- Document passage -

September Housing Starts Tumble
Housing is one of the single largest triggers to additional consumer spending.
New home construction, also known as housing starts, collapsed 8.1% in September from August’s downwardly revised figures. Both single and multifamily starts fell in the month as rising mortgage rates weighed heavily on the housing market. Starts are now down 20% from their peak in the spring of this year.
Single-family starts fell 4.7% and now sit at the lowest level since May 2020. The South is the only region that saw single-family starts grow in September. This is the largest housing market in the country and has seen the biggest influx of new residents since the pandemic began. However, even population growth is not enough to keep the single-family housing market growing in the face of rising mortgage rates. Single-family starts nationwide are down 18.5% compared to a year ago.
Separately, Florida is expected to suffer a setback in October due to Hurricane Ian. Many homes were uninsured, while insurance payments will be delayed. This could place an even larger drag on starts in October.
Multifamily starts of buildings with five units or more fell 13.1% from August. Multifamily starts are a more volatile measure and respond to economic conditions differently than the single-family market. Multifamily starts are 16.5% higher from a year ago and are expected to end the year above half a million, the highest level since the mid-1980s, according to Fannie Mae.
Housing completions were up 6.1% in September, with both single and multifamily units completed at higher levels than last month and this time last year. Supply chain bottlenecks have eased for builders, while labor shortages remain a concern. There are currently over a million single-family units under construction, the highest level since 2006. Additionally, builders are currently working on 893,000 multifamily units, the highest level since the early 1970s.
Housing permits, an indicator of future home construction activity, rose 1.4% from August’s upwardly revised figures. The strength came from multifamily permits, which rose 8.2%; single-family permits were down 3.1%. Single-family permits are now 13% lower than pre-pandemic levels while multifamily of five units or more are up a whopping 55%. The multifamily market responds to tightening conditions with a lag and will end the year stronger even as the Federal Reserve continues to raise interest rates.
The demand for rental units is being buoyed by tight supplies; the rise in demand for rentals is mostly coming from first-time buyers who can no longer afford to buy. The problem is the bulk of the supply coming on-line is from luxury rentals rather than more affordable units.

Dataset entries
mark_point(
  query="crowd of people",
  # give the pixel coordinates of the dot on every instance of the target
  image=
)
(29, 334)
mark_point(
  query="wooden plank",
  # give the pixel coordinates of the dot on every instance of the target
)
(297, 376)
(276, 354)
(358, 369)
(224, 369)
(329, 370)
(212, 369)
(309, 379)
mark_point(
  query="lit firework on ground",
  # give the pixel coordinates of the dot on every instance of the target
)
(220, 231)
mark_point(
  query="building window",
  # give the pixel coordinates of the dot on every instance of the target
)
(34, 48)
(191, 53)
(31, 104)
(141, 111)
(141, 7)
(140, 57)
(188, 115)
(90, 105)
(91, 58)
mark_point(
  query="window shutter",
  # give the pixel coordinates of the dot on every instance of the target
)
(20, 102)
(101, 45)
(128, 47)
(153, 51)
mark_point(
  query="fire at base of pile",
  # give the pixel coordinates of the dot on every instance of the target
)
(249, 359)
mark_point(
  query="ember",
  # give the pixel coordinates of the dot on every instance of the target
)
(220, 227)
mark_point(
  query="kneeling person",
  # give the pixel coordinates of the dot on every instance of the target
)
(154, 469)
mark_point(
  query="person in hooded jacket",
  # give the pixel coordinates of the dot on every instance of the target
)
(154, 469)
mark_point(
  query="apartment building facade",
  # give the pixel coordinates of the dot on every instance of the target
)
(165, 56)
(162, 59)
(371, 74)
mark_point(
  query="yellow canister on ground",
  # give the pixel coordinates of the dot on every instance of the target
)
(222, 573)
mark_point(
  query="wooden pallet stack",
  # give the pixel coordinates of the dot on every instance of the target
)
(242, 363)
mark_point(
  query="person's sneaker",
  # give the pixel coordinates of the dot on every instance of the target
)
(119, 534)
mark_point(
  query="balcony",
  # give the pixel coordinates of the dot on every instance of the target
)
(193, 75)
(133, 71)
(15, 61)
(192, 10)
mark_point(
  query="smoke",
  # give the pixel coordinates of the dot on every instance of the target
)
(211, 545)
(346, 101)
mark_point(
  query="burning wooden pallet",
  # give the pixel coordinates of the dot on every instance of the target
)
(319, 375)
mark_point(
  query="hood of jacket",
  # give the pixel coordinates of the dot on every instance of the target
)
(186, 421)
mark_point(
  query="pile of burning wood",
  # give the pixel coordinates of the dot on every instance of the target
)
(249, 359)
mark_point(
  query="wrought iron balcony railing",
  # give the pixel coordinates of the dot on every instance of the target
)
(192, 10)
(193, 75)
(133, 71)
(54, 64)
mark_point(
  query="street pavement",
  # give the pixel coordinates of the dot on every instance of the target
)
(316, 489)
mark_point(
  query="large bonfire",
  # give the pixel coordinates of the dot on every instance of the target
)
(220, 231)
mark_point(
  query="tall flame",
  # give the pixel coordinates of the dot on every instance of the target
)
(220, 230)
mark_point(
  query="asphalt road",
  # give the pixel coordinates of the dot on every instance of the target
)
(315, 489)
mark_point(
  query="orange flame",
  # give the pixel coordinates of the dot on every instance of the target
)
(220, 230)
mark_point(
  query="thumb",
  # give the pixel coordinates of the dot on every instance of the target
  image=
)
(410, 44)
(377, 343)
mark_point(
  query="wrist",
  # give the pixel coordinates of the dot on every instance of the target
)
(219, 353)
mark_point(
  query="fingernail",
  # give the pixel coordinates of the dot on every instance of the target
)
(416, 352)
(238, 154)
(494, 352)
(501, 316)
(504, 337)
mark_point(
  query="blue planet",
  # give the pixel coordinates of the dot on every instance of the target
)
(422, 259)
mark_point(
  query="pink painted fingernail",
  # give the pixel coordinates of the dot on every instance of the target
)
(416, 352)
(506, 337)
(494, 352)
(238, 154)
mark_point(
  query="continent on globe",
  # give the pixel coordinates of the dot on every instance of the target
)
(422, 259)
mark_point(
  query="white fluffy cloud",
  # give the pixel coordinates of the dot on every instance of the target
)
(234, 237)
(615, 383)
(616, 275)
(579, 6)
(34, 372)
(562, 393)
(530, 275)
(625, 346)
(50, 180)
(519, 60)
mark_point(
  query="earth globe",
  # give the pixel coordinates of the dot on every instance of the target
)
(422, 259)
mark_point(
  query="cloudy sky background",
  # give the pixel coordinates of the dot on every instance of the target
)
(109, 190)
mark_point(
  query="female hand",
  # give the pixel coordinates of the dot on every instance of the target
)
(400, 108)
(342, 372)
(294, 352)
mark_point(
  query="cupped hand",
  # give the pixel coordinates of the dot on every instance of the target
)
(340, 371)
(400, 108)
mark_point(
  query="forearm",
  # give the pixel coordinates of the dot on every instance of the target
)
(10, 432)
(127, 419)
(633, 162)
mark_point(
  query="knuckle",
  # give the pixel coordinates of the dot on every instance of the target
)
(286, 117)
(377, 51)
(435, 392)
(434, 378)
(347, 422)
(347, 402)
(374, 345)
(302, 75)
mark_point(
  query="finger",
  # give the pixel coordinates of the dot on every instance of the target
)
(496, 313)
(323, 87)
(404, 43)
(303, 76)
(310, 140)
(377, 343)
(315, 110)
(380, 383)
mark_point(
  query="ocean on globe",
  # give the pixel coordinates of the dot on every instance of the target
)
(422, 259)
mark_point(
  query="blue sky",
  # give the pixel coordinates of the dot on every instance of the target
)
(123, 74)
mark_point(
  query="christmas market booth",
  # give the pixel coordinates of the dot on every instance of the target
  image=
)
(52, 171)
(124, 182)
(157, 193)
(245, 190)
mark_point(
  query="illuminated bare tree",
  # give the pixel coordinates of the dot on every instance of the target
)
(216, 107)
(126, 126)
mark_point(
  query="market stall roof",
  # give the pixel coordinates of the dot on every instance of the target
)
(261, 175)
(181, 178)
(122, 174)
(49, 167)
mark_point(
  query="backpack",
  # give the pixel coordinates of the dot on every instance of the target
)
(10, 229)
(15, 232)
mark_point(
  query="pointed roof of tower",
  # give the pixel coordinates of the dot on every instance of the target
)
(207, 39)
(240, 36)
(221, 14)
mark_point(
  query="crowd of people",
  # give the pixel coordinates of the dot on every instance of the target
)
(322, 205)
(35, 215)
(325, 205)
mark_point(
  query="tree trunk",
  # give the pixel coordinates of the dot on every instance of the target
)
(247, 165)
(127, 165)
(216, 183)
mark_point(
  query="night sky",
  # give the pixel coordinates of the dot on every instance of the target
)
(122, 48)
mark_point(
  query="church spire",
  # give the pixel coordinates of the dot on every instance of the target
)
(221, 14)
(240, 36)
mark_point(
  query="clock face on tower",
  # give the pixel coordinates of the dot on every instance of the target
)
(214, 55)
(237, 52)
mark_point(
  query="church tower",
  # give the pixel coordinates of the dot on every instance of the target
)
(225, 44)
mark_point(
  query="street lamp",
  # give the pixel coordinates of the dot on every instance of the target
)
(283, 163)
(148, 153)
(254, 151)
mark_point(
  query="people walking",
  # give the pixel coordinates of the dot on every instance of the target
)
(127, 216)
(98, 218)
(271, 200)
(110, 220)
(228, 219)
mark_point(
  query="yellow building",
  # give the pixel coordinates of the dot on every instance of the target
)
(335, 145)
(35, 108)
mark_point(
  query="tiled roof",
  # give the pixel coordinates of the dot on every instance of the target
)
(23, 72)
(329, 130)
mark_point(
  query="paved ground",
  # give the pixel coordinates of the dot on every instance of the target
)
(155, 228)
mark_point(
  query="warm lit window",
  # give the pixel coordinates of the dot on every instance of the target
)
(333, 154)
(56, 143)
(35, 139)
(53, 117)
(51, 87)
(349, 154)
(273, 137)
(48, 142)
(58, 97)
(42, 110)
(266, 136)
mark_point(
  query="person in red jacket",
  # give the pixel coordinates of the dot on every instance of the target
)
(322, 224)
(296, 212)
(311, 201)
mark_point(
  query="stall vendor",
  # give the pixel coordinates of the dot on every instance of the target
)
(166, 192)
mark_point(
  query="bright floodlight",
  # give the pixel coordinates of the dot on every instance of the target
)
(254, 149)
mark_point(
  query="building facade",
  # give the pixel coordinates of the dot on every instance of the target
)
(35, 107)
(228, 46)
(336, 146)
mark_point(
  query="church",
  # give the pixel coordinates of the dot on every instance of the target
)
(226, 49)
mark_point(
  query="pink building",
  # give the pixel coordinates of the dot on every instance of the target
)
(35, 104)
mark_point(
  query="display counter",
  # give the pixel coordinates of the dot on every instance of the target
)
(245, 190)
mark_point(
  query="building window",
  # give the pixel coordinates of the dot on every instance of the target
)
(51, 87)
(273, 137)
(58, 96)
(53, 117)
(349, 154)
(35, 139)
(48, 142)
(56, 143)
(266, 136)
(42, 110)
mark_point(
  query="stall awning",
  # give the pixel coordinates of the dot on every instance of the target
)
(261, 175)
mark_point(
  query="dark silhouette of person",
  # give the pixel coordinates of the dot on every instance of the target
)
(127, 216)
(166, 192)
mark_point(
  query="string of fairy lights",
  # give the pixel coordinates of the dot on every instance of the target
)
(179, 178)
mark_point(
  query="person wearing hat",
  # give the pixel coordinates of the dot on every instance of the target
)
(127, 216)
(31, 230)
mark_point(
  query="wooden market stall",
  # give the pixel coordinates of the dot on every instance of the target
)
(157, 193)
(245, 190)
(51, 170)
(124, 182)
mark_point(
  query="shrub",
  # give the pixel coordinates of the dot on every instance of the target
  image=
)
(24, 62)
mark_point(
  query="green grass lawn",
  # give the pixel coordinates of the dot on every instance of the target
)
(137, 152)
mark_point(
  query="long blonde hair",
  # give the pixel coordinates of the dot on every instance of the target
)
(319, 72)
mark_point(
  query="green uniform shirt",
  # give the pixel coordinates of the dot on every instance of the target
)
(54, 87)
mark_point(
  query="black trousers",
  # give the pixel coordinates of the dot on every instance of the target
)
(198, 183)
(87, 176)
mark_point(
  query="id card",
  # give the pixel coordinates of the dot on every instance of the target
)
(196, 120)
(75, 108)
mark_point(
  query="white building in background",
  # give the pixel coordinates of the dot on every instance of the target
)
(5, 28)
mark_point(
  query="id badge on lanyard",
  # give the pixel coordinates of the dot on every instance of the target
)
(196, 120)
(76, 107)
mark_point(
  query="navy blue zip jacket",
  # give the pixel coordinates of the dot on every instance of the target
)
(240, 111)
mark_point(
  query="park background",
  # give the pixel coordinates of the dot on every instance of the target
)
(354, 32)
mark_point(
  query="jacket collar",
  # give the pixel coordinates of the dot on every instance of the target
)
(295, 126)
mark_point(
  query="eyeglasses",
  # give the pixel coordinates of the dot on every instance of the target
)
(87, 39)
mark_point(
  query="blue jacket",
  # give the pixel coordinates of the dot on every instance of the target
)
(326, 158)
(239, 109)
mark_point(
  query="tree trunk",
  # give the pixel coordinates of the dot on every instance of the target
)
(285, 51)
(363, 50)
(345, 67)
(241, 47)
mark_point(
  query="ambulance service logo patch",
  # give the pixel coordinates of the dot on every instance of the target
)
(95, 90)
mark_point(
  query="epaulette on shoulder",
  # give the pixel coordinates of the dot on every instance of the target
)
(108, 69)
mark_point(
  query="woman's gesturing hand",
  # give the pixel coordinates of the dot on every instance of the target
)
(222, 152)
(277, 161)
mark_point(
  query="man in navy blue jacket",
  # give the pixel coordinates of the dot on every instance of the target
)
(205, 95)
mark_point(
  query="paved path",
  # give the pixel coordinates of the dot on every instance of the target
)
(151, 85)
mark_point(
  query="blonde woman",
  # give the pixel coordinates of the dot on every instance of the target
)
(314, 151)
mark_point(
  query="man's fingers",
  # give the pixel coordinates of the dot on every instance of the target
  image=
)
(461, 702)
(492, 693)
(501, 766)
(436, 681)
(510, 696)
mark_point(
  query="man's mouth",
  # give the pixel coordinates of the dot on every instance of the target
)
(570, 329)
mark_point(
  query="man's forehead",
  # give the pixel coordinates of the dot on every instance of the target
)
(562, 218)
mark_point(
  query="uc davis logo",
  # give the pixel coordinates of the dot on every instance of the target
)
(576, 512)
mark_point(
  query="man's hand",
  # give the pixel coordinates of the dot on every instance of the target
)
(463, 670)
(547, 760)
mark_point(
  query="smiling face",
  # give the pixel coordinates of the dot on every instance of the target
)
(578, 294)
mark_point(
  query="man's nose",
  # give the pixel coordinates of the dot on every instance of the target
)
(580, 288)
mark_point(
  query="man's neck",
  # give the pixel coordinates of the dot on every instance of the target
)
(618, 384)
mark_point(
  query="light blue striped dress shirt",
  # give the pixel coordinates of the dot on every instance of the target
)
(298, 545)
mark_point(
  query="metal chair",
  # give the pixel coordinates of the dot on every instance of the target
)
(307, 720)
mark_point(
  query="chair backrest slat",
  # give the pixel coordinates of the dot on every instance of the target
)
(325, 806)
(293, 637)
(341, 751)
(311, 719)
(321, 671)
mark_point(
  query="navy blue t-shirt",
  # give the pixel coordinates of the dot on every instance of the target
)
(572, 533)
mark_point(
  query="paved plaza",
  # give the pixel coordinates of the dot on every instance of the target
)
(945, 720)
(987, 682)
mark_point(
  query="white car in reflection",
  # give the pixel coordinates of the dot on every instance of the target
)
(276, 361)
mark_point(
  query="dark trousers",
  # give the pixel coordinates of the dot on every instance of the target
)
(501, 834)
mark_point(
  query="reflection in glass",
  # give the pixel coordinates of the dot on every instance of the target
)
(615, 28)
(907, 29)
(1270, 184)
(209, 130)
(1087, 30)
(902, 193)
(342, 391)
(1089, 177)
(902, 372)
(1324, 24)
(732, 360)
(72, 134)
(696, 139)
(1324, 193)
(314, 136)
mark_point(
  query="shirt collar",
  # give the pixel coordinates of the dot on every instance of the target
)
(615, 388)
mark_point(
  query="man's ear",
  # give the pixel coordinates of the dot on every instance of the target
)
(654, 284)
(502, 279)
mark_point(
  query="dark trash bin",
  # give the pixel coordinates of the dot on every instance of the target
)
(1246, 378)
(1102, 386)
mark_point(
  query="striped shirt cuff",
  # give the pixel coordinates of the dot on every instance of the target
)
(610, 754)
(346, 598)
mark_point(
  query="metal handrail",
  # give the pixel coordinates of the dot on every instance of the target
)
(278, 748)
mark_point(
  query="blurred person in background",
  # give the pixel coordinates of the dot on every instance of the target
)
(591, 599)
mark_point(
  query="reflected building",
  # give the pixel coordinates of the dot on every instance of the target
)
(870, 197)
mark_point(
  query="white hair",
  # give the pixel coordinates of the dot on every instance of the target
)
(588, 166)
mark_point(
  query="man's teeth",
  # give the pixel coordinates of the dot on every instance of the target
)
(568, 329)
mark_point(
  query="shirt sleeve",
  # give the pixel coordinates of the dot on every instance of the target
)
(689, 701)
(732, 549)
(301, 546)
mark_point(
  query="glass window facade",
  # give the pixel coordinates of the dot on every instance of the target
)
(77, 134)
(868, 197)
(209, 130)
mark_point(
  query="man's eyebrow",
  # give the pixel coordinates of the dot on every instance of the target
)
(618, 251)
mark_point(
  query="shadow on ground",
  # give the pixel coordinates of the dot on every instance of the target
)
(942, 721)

- Problem to solve -
Continue the housing starts report from its final sentence, keeping its voice and focus on the housing market.

- Exercise output -
Separately, home builders have been pessimistic about the single-family housing market since August, as captured by the home builder sentiment index; sentiment has been slipping since December of last year. The index fell to its lowest reading since 2012 as mortgage rates rose to their highest level since 2002 in October.
In turn, mortgage applications to purchase a home fell to their lowest level since 2015. Builders had been reporting reduced foot traffic and sales activity before official home sales figures reflected the pullback. According to Freddie Mac and Fannie Mae, mortgage applications to purchase a home in 2022 will be almost half of what they were in 2020 and 2021 on a dollar basis.
As demand for housing falls, home prices are expected to decline, especially in the hottest markets in the country. Nationally, home prices were up 41% since March 2020 by July of 2022, according to the S&P CoreLogic Case-Shiller Home Price Index. The first three months of 2022 saw home prices increase 6%, before price movements started their downward trend with rising mortgage rates. Even if home prices were to decline by 10% at the end of 2022 prices would remain above December 2021 levels; our forecast has home prices growing at a more moderate pace by the end of the year.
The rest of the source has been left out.